--- START ---

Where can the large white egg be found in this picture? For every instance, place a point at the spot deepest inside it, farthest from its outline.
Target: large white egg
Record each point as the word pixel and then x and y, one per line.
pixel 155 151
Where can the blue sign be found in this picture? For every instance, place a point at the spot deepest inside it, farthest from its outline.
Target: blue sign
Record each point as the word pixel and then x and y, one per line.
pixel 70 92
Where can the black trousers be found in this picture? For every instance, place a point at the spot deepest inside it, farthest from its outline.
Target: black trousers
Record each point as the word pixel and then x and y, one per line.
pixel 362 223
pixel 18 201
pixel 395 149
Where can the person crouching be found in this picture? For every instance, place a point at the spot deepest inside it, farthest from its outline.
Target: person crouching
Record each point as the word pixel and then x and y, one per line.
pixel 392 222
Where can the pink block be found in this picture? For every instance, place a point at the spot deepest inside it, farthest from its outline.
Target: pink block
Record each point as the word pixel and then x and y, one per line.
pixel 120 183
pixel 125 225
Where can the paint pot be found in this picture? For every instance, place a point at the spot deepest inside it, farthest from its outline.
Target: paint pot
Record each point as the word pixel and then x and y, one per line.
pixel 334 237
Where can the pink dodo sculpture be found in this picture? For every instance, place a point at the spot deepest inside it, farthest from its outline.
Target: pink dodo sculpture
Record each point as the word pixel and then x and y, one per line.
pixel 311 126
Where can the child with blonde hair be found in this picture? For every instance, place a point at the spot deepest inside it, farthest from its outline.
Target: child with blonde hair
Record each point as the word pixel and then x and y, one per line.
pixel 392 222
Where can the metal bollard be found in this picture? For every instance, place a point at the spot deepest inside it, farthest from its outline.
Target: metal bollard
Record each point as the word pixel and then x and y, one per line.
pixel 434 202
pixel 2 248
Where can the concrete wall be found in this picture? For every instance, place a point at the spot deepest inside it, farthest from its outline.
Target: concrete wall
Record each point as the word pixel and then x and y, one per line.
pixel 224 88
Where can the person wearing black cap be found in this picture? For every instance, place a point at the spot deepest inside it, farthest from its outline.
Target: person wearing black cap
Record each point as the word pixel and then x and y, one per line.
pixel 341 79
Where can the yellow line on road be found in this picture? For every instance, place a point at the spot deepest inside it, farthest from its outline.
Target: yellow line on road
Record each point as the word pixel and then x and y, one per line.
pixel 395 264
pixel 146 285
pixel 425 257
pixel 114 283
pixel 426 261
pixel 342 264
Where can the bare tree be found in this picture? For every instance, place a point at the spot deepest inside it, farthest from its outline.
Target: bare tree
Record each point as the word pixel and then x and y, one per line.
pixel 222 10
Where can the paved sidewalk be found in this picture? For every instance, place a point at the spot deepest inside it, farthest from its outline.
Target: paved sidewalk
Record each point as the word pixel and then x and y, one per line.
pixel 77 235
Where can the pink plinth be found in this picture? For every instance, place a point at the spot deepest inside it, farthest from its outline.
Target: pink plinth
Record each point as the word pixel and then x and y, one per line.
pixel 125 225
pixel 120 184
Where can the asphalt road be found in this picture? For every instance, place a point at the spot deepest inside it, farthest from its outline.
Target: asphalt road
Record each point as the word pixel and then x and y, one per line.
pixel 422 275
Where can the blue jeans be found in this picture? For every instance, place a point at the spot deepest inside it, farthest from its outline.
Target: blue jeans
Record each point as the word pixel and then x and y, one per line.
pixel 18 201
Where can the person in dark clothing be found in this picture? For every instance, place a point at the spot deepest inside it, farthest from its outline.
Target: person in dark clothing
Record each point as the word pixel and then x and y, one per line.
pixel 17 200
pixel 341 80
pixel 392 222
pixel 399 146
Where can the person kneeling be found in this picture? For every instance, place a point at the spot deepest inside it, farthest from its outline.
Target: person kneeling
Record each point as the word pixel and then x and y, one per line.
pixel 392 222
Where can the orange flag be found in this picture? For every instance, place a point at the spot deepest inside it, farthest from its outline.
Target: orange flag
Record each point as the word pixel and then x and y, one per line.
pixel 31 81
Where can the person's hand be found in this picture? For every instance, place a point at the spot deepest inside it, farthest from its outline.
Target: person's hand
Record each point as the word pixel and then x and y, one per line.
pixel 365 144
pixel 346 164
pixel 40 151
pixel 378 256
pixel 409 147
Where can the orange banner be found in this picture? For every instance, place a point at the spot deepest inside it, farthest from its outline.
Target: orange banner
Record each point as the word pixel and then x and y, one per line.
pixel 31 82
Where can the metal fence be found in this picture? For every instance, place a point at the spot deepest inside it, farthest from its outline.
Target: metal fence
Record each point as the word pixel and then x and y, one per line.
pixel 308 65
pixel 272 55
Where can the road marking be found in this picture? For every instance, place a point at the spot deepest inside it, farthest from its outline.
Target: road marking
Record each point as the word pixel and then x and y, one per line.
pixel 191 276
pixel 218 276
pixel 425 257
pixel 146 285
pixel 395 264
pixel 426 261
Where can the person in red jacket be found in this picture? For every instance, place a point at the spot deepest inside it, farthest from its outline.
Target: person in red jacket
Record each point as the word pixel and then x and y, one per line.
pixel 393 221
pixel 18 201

--- END ---

Reproduce all of the data above line for line, with no changes.

Where can the large white egg be found in this picture? For every instance, place a point at the spot deepest inside it, farthest from its outline.
Target: large white egg
Record each point as the word pixel and then x and y, one per line.
pixel 155 151
Where can the blue sign be found in this picture? For every instance, place a point at the spot deepest inside it, farthest from its outline.
Target: blue sign
Record each point as the word pixel and then x and y, one per line.
pixel 70 92
Where can the black trousers be found in this picture? For every instance, place a point at the spot deepest inside it, farthest from its outline.
Target: black trousers
Record each point as the word pixel and then x and y, one per line.
pixel 362 223
pixel 18 201
pixel 395 149
Where can the person crouching be found in this picture? For every instance, place a point at the spot deepest inside it, farthest from its outline.
Target: person crouching
Record each point as the word pixel and then x and y, one per line.
pixel 392 222
Where can the pink block be found in this picture? For every instance, place a point at the spot deepest inside it, farthest from its outline.
Target: pink block
Record each point as the word pixel and then x and y, one per line.
pixel 120 183
pixel 125 225
Where can the paint pot be found in this picture? For every instance, place a point at the spot deepest inside it, farthest from its outline.
Target: paint pot
Record each point as the word pixel and then x and y, one per line.
pixel 334 237
Where can the pink dodo sculpture be found in this picture? For every instance, place a point at the spot deepest inside it, farthest from its outline.
Target: pink dodo sculpture
Record each point as the word pixel and then x and y, one per line.
pixel 311 126
Where can the child with blonde hair be found in this picture? For every instance, place a point at the spot deepest inside it, farthest from its outline.
Target: child with blonde hair
Record each point as the word pixel and then x and y, one per line.
pixel 392 222
Where can the metal bollard be found in this picture? For every instance, place a point at the spot deepest inside it, farthest from its outline.
Target: metal bollard
Record each point as the word pixel and then x and y, one per line.
pixel 434 202
pixel 2 248
Where can the concrete wall be found in this picture? For every instance, place a point at the spot deepest inside it, farthest from its outline.
Target: concrete wall
Record each point as the word pixel and then x and y, one per line.
pixel 224 88
Where can the person wearing black cap be found in this picture? For every instance, place a point at the spot deepest inside it, farthest from its outline.
Target: person wearing black cap
Record each point as the word pixel and then x and y, one per line.
pixel 341 79
Where can the yellow line on road be found in this picture? For every instance, place a point at the spot deepest inside it, farthest from its outline.
Target: yellow line on road
Record each point as the word pixel and then x and y, one per line.
pixel 395 264
pixel 146 285
pixel 425 257
pixel 114 283
pixel 426 261
pixel 342 264
Where can the bare tree be found in this picture? For every instance, place a point at the spot deepest inside it, farthest from its outline.
Target: bare tree
Record each point as the word pixel and then x and y, one per line.
pixel 222 10
Where can the paved sidewalk be found in this picture? For every instance, place a point at the spot deepest inside it, farthest from its outline.
Target: paved sidewalk
Record each point as the word pixel and then x and y, one per line.
pixel 77 235
Where can the pink plinth be found in this picture? For every instance, place a point at the spot deepest inside it, farthest from its outline.
Target: pink plinth
Record each point as the word pixel and then x and y, one per line.
pixel 125 225
pixel 120 184
Where can the asphalt road be found in this picture? For every instance, place a point at the spot deepest inside it, farthest from its outline.
Target: asphalt road
Record each point as the word pixel and then x and y, one per line.
pixel 422 275
Where can the blue jeans be found in this picture? For every instance, place a point at the spot deepest inside it, farthest from its outline.
Target: blue jeans
Record each point as the word pixel and then x and y, one per line.
pixel 18 201
Where can the person in dark clothing be found in this picture? For every instance, place a point at the spot deepest inside it, farthest from its outline.
Target: person in dark clothing
Record each point as the word pixel and then x and y, one per line.
pixel 17 200
pixel 341 80
pixel 392 222
pixel 399 146
Where can the person kneeling be found in this picture? For every instance, place a point at the spot deepest inside it, farthest from its outline.
Target: person kneeling
Record each point as the word pixel and then x and y, one per line.
pixel 392 222
Where can the orange flag be found in this picture? For every instance, place a point at the spot deepest inside it, farthest from its outline.
Target: orange flag
Record each point as the word pixel and then x and y, one per line.
pixel 31 81
Where can the person's hand be found in this picture? For every instance, place a point at the spot deepest inside it, farthest from its outline.
Target: person's hand
Record each point as the word pixel and then x and y, one per line.
pixel 365 144
pixel 346 164
pixel 40 151
pixel 378 256
pixel 409 147
Where can the orange banner be found in this picture? For every instance, place a point at the spot deepest inside it, farthest from its outline.
Target: orange banner
Record each point as the word pixel and then x and y, one per line.
pixel 31 82
Where can the metal fence be found in this picture? For every instance, place a point at the spot deepest inside it, farthest from its outline.
Target: metal fence
Record each point as the word pixel and then x and y, one per line.
pixel 308 65
pixel 272 55
Where can the road marking be found in this picture? For every instance, place a point at the spot deepest inside it, farthest from its outline.
Target: road marking
Record each point as the word pixel and then x and y, one per line.
pixel 191 276
pixel 218 276
pixel 425 257
pixel 146 285
pixel 395 264
pixel 426 261
Where can the person in red jacket be found in this picture? For every instance, place a point at the spot deepest inside it, farthest from its outline.
Target: person in red jacket
Record each point as the word pixel and then x and y, one per line.
pixel 393 221
pixel 18 201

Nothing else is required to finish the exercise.